Work to be completed:
In the news item on the Malaysian Green Lung Association and e-cigarettes, which compound does glycol form when heated?

Supplied text:
Malaysian Green Lung Assoc disappointed with Cabinet's decision over e-cigs

Malaysian Green Lung Assoc disappointed with Cabinet's decision over e-cigs

PETALING JAYA: The Malaysian Green Lung Association is disappointed with the Cabinet for choosing to regulate e-cigarettes instead of banning them.

Its co-founder and president Ho Rhu Yann said that besides nicotine, e-cigarettes contained glycol, which when heated up would create the carcinogenic compound acrolein.

"In fact, some studies showed that e-cigarettes contained higher composition of heavy metal than cigarettes," he said.

Ho said the cited review carried out by the Public Health England (PHE), which described e-cigarettes as 95 per cent less harmful than tobacco, was misleading because it only compared the nicotine content and did not take into consideration other harmful compounds.

Health Minister Datuk Seri Dr S. Subramaniam on Thursday said the ministry was considering banning e-cigarettes. But on the following day, the Cabinet decided to only regulate them.

Dataset excerpts:
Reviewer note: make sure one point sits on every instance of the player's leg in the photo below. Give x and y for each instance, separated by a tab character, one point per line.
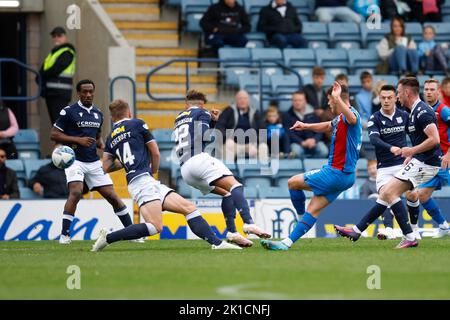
236	190
75	195
429	204
175	203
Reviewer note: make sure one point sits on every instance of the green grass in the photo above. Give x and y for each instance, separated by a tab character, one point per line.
178	269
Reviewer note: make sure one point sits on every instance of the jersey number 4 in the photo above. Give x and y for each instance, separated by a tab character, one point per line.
128	157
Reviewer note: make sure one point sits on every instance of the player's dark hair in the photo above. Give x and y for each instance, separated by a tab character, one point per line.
344	92
411	83
84	81
118	108
194	95
387	87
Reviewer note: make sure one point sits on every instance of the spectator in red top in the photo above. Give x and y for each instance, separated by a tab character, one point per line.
8	129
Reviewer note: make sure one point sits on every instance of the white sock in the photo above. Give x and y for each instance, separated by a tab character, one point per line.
410	236
288	242
355	228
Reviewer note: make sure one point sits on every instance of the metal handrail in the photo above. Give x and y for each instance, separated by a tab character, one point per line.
27	67
133	85
262	63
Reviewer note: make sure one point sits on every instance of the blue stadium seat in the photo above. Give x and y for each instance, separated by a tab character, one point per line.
33	165
344	31
18	166
312	163
362	59
373	36
285	84
332	58
315	31
28	194
415	30
194	6
299	57
164	138
27	144
274	192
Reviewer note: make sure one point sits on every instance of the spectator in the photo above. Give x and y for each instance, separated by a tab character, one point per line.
398	51
8	129
432	55
9	188
329	10
241	115
364	97
368	189
303	142
225	23
57	73
276	132
280	22
50	182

Solution to this exercise:
Acrolein, a carcinogenic compound.